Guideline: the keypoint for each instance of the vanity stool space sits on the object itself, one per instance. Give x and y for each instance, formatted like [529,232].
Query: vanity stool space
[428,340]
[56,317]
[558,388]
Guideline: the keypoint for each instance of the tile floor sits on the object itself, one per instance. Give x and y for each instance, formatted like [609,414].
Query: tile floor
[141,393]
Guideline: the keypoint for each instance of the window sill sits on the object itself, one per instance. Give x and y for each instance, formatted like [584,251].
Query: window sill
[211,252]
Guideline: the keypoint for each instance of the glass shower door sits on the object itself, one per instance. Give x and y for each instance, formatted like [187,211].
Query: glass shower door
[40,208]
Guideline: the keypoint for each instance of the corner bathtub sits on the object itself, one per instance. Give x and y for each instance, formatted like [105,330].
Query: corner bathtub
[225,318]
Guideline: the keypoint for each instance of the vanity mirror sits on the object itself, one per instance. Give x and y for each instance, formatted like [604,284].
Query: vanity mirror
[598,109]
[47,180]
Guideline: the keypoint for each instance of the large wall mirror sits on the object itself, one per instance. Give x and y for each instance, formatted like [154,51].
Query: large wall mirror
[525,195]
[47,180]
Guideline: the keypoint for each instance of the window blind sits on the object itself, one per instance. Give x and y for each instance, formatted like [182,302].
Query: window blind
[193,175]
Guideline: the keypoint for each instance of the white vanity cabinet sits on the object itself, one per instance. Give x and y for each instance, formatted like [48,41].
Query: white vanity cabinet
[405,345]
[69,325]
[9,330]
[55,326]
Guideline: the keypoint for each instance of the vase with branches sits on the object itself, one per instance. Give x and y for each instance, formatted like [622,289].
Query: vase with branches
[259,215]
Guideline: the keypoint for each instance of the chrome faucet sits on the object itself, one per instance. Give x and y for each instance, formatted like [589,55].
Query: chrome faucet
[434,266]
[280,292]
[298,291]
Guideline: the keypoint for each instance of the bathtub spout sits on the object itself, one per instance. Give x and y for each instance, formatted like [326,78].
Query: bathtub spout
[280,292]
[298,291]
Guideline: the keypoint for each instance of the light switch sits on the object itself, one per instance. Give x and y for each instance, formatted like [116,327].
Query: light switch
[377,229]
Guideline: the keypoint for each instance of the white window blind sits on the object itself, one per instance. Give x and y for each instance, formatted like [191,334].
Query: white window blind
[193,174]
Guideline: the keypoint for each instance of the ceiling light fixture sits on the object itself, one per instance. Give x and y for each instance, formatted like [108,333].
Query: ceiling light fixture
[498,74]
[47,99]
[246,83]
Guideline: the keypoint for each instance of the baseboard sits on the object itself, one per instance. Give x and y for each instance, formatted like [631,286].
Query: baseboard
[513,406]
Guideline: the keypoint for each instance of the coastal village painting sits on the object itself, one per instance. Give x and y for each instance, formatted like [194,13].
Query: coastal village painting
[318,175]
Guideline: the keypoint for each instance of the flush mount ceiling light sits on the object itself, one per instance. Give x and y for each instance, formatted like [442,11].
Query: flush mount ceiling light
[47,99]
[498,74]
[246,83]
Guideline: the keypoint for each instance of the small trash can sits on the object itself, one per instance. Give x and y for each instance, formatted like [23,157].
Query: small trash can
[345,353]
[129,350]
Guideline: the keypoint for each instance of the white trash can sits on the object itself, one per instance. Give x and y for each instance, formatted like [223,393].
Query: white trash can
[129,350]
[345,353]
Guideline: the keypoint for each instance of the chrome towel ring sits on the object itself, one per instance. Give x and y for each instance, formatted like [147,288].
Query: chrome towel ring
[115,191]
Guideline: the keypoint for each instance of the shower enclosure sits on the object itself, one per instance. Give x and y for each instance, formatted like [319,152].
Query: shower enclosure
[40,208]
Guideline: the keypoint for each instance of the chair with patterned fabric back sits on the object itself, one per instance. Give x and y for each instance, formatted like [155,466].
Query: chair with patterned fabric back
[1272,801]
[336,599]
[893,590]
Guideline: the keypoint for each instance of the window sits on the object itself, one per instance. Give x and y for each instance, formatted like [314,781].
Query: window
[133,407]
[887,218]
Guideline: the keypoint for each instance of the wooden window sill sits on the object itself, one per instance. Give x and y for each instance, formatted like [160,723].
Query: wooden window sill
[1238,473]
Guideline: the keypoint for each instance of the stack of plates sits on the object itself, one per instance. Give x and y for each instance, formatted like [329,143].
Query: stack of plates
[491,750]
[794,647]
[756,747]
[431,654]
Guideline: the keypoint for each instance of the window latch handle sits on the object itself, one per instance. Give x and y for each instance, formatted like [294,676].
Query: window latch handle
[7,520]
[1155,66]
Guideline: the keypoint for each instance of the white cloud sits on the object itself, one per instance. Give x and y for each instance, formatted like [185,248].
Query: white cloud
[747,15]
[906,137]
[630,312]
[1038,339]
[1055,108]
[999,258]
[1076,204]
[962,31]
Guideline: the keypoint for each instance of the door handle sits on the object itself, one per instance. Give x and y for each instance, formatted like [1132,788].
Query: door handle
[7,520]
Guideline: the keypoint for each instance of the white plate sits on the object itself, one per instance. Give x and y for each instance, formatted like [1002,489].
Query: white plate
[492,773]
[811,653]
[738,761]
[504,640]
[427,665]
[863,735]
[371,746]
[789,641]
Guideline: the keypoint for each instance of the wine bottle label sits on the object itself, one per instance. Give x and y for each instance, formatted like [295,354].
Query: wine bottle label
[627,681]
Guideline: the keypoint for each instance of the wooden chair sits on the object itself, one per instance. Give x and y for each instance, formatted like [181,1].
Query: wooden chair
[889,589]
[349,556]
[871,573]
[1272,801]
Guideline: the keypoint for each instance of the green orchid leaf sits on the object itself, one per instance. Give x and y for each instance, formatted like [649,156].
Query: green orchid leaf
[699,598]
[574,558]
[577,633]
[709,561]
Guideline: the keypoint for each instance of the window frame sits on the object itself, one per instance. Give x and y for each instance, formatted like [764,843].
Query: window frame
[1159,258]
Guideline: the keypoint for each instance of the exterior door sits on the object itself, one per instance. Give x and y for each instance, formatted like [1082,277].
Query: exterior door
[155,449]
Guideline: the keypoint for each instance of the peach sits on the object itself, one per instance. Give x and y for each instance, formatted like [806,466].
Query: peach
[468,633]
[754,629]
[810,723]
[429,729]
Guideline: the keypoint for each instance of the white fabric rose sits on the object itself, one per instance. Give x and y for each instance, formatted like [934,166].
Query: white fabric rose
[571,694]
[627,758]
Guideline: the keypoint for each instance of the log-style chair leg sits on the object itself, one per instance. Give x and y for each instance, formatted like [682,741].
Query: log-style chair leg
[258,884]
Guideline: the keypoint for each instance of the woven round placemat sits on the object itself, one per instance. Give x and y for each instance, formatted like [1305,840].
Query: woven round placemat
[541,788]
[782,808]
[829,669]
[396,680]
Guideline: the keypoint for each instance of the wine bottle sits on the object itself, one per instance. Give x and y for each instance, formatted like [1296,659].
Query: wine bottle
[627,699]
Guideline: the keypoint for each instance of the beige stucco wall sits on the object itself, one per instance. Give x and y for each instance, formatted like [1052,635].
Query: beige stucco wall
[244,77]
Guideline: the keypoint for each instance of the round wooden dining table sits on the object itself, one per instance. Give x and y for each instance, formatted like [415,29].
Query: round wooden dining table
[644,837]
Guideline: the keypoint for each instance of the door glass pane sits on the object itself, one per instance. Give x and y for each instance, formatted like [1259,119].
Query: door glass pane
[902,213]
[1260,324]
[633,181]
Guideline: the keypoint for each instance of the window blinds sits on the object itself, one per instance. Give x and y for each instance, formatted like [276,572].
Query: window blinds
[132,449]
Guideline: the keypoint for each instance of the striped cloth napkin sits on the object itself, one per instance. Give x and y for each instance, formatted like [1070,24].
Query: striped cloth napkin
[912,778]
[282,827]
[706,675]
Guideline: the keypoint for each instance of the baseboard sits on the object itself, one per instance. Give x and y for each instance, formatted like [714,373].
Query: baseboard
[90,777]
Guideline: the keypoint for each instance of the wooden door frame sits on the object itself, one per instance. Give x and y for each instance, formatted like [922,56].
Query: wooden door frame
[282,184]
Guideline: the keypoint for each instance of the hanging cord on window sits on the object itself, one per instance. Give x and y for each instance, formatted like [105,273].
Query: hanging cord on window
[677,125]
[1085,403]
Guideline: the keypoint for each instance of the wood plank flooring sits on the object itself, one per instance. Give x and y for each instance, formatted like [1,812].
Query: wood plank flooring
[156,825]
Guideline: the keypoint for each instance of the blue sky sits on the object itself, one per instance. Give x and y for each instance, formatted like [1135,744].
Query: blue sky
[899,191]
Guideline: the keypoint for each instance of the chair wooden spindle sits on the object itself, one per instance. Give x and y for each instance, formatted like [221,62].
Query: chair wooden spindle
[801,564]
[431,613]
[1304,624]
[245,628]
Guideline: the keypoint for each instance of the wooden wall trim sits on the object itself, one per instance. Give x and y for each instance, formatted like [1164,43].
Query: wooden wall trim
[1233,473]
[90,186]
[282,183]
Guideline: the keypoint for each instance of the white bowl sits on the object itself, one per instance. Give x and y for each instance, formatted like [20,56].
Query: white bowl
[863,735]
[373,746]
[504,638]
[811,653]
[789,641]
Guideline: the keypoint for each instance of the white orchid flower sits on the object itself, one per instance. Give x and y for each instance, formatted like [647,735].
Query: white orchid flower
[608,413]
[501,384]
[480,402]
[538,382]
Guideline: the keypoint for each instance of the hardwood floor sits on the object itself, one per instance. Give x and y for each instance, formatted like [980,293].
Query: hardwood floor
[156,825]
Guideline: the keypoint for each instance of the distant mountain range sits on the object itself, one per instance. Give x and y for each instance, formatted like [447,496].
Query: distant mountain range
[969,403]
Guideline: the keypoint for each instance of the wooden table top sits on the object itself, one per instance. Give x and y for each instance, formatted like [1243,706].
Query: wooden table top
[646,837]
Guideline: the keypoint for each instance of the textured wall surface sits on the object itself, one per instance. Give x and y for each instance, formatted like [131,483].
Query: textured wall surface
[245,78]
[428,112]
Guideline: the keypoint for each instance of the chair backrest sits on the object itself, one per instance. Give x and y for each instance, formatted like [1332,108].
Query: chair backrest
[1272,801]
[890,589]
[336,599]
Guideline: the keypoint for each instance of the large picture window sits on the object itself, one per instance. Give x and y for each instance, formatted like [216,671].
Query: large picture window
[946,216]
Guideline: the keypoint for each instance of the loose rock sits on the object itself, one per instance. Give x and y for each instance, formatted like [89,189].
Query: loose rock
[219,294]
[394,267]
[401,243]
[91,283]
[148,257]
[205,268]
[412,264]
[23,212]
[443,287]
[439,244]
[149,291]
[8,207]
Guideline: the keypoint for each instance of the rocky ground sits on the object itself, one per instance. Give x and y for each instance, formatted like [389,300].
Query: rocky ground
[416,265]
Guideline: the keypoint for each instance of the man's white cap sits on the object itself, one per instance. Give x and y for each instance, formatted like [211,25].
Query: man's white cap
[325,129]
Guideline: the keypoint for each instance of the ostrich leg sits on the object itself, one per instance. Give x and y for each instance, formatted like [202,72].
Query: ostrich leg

----

Pull out the lines word for word, starting at the line that contains "Guideline: the keypoint for each instance of the ostrich" and ending at the final line.

Guideline: the keypoint for each instance of the ostrich leg sits on the object itself, one per instance. Give x and y for each instance, formatted like [202,72].
Query: ostrich leg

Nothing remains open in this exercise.